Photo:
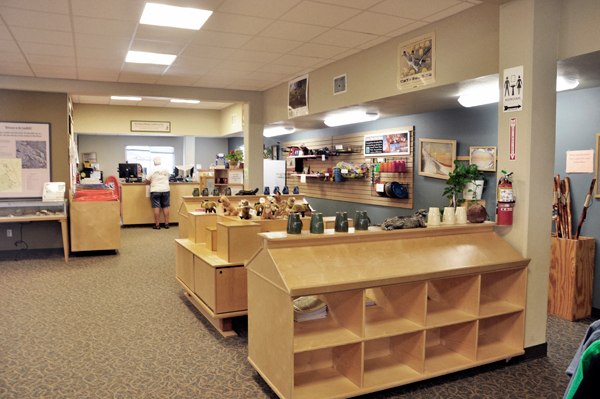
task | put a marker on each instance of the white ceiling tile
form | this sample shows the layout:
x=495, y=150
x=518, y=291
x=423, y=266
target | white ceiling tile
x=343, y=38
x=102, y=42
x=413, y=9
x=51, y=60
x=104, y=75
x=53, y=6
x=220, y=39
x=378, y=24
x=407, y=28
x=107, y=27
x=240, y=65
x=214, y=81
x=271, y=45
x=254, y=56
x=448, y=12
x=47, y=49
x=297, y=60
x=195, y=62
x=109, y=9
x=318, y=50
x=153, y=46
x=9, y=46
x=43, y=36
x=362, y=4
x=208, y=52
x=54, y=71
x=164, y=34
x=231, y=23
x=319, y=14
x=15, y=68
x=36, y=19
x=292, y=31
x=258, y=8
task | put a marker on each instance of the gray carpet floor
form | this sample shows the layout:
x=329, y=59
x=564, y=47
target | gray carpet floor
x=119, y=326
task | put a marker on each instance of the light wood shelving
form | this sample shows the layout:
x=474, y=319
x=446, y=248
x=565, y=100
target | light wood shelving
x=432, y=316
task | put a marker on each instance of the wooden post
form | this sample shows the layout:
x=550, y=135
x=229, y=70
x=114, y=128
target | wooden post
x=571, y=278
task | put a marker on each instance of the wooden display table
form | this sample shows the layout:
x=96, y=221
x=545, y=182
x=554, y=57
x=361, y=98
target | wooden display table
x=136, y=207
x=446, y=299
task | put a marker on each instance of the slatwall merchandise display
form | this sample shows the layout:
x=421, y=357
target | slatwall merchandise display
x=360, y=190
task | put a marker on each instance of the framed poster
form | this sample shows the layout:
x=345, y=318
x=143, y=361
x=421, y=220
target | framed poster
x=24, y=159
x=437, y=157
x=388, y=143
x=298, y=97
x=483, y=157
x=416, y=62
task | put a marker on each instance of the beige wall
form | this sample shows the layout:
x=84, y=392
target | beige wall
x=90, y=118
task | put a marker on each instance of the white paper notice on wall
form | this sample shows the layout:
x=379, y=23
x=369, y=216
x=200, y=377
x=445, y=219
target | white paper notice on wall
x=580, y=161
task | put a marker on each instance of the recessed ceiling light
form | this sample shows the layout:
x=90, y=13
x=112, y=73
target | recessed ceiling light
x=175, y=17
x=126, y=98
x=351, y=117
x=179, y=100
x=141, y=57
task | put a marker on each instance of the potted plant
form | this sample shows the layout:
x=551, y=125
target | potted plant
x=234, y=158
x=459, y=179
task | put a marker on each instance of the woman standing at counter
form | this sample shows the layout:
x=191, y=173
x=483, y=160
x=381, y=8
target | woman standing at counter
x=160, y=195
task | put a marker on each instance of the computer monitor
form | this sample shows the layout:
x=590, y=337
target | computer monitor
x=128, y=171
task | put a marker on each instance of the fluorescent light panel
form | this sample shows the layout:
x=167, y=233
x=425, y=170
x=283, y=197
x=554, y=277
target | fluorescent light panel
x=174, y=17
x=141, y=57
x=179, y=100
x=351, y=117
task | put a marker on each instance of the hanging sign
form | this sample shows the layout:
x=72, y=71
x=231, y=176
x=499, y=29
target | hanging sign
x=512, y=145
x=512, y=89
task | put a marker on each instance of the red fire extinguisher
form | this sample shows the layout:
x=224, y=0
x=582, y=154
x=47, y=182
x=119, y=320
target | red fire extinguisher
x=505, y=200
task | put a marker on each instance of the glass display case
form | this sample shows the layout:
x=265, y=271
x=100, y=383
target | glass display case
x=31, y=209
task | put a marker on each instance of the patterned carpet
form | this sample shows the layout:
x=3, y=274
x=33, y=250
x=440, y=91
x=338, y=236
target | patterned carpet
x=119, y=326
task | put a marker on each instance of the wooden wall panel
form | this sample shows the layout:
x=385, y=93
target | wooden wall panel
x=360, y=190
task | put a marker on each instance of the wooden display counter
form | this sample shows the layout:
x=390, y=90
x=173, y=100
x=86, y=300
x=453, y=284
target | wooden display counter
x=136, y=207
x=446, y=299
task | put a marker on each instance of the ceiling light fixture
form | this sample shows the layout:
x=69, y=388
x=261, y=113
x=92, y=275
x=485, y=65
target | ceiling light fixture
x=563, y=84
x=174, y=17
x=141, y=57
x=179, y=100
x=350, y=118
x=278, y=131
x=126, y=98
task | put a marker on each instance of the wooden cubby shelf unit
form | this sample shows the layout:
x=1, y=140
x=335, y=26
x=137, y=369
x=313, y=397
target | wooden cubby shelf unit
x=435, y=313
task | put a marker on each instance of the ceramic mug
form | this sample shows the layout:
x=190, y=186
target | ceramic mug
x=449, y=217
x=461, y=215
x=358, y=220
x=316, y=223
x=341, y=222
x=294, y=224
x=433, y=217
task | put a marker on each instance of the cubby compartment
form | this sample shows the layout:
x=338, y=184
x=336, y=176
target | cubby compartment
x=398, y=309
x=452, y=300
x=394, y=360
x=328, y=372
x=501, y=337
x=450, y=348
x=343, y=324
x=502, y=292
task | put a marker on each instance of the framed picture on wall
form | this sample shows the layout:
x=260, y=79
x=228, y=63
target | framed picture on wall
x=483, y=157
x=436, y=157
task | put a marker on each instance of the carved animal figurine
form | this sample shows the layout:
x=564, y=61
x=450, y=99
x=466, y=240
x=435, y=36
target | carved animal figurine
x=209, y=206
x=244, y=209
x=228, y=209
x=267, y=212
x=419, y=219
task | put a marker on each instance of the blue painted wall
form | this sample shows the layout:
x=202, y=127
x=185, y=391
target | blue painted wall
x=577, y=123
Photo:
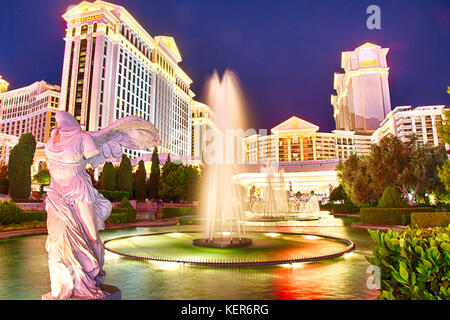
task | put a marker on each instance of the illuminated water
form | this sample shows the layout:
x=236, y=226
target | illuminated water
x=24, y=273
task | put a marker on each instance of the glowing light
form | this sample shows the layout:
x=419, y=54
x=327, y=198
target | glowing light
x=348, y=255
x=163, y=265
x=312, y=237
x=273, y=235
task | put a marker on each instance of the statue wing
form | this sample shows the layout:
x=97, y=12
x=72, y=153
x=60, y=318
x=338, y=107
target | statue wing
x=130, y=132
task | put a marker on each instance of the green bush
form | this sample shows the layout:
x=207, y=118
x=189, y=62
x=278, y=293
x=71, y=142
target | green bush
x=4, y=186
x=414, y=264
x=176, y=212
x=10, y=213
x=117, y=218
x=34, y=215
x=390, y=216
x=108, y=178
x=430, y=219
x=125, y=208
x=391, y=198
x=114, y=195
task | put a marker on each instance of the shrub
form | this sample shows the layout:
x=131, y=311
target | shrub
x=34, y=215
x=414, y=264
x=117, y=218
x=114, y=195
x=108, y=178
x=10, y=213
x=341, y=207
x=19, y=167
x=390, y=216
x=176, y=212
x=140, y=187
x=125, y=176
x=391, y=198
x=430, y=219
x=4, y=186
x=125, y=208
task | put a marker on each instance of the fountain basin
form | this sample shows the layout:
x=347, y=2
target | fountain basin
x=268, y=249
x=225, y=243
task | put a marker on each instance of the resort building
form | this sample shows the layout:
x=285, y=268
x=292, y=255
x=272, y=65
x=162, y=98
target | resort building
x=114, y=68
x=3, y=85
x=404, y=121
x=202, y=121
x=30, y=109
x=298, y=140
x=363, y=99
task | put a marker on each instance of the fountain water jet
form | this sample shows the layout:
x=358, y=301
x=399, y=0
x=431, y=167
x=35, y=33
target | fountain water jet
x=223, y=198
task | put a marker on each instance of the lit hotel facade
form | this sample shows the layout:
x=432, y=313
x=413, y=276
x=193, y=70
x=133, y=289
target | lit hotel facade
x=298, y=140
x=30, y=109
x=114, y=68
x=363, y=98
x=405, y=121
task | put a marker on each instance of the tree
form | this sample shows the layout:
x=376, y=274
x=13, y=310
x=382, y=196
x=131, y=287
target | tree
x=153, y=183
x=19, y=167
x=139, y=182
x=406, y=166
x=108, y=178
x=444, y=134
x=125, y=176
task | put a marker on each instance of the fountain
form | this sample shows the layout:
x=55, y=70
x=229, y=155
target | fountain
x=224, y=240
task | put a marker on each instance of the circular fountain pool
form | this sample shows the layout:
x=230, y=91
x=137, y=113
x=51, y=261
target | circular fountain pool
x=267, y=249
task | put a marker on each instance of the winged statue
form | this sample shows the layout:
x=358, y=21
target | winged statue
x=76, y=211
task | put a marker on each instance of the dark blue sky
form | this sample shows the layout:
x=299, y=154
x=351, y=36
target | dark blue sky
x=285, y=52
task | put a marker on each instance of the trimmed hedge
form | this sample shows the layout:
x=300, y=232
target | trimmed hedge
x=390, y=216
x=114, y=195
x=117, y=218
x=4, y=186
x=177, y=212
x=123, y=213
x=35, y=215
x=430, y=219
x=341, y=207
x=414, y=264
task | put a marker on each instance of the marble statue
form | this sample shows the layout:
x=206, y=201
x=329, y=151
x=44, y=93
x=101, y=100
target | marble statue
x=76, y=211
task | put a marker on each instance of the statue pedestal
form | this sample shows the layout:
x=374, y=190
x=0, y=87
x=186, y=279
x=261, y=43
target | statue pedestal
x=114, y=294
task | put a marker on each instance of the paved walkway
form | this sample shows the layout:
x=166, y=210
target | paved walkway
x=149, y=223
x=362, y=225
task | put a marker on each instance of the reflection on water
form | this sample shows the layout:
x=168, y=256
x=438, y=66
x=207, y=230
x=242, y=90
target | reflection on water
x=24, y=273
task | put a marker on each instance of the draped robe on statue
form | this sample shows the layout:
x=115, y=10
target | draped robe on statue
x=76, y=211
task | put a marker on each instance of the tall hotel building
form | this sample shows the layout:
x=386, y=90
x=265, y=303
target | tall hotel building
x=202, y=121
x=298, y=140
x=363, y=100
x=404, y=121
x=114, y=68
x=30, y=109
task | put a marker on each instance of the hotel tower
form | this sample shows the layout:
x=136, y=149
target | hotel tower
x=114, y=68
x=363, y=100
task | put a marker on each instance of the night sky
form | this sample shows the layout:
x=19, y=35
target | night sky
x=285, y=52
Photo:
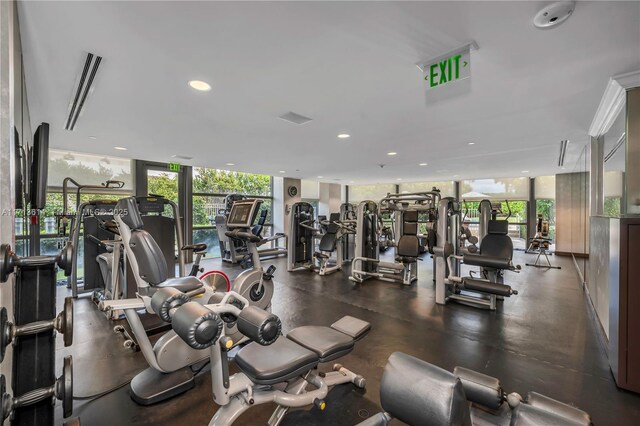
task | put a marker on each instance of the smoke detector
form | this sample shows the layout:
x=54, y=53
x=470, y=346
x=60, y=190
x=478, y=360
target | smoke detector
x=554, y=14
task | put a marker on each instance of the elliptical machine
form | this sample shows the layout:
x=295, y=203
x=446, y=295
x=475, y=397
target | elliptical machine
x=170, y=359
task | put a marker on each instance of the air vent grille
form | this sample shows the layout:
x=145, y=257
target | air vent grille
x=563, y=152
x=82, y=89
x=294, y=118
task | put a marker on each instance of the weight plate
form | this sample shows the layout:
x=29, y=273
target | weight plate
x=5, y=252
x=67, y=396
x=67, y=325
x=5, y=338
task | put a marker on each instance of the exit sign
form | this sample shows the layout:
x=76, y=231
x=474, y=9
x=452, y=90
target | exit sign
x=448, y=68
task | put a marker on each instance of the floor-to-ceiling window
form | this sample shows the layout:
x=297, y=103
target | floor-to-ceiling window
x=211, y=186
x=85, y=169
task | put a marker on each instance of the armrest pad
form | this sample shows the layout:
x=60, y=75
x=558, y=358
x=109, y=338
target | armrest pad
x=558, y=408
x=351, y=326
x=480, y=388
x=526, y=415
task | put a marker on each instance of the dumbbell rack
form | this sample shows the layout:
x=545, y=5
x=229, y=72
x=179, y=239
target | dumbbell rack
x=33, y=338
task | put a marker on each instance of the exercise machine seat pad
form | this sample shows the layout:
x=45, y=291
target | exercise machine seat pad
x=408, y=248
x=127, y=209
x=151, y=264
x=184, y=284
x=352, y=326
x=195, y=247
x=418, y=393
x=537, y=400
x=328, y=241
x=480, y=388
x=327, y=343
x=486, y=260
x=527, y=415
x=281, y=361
== == ==
> [REQUIRED TASK]: From the line containing "task | put a marker on each instance of the weight" through the final line of the listing above, retype every line exactly; leave out everything else.

> [FULL OUTPUT]:
task | put a marker on each instance of the weight plate
form | this sample shows the layout:
x=29, y=273
target | weight plate
x=5, y=252
x=67, y=396
x=67, y=325
x=5, y=338
task | put a marker on each instance of the exit sign
form | this sample shows the layout:
x=76, y=231
x=474, y=9
x=452, y=90
target | exit sign
x=448, y=68
task | put a marker on each instance of the floor-to-ceiling window
form | this sample shows the layout:
x=297, y=103
target | floor-to-ceiling window
x=211, y=186
x=85, y=169
task | put a marker on each instance of the armrest pad
form | this sample shows the layout:
x=60, y=75
x=558, y=358
x=109, y=338
target | armrest pad
x=558, y=408
x=351, y=326
x=480, y=388
x=526, y=415
task | put a marker on each instance of the dumbbell rack
form | this sample shows the layout:
x=545, y=5
x=229, y=72
x=179, y=239
target | dumbbell rack
x=33, y=338
task | put a marker on each instance of the exercise machine seat pad
form | this sample shows the layout:
x=45, y=291
target | exercise machine seat pad
x=408, y=248
x=127, y=209
x=151, y=264
x=184, y=284
x=352, y=326
x=195, y=247
x=418, y=393
x=537, y=400
x=328, y=241
x=480, y=388
x=327, y=343
x=486, y=260
x=527, y=415
x=281, y=361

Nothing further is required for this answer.